#2 Conversa com engenheiro: Gabriel Nunes (TNS)

Hoje trazemos a segunda publicação da série Conversa com Engenheiro. No primeiro post, entrevistamos Guilhermino Fechine, pesquisador do Centro de Pesquisa Avançadas em Grafeno e Nanomateriais – Mackgraphe. Hoje o entrevistado é Gabriel Nunes, sócio e diretor executivo da TNS Nanotecnologia, empresa que ganhou recentemente o 19° Prêmio Nacional de Empreendedorismo Inovador na categoria Melhor Empresa Incubada.

● **Requisitos do exercício**
• a. No texto sobre a série Conversa com Engenheiro, que prêmio a TNS Nanotecnologia ganhou recentemente?
• b. Por favor, dê continuidade ao texto sobre a série Conversa com Engenheiro a partir da última frase apresentada.

● **Dados fornecidos**
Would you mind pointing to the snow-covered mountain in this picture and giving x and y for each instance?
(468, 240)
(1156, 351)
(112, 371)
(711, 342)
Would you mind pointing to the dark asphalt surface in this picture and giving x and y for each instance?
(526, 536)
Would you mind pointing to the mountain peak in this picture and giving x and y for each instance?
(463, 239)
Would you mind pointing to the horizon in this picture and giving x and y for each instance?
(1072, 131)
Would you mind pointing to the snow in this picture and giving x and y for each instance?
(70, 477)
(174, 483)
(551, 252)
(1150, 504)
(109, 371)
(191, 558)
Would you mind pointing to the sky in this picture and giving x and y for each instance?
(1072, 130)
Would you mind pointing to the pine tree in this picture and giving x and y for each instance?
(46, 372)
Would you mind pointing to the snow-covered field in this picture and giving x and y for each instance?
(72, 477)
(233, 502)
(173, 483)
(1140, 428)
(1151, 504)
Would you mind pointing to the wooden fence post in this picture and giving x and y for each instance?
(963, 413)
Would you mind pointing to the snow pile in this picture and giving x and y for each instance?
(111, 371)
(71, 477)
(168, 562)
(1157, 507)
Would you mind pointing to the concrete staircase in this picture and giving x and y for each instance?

● **Conjunto de respostas**
• a. O 19° Prêmio Nacional de Empreendedorismo Inovador, na categoria Melhor Empresa Incubada.

• b.
Biografia: Gabriel Nunes é engenheiro de materiais com graduação sanduíche na Alemanha, onde atuou em diferentes publicações de artigos científicos e publicação de um livro na área de compósitos aeroespaciais. Ex membro fundador da equipe campeã brasileira no 1o desafio solar Brasil – 09, membro da equipe que recebeu o prêmio de melhor trabalho de cooperação entre Brasil e Alemanha pelo IBE – Institute for Studies Brazil Europe – 11. Atualmente é sócio, e diretor executivo da TNS, onde atua com uma equipe multidisciplinar que executa diferentes projetos de consultoria e desenvolvimento de produtos na área de engenharia e nanotecnologia. A empresa possui iniciativas em todo Brasil, parte da Europa e América latina. Esta atuação fomentou convites para palestrar sobre gestão da inovação, nanotecnologia e empreendedorismo em todo o Brasil. Como últimos reconhecimentos, foi contemplado com o prêmio Stemmer de inovação em SC – 14, e membro da etapa nacional do programa de empreendedores promessas Endeavor – 15.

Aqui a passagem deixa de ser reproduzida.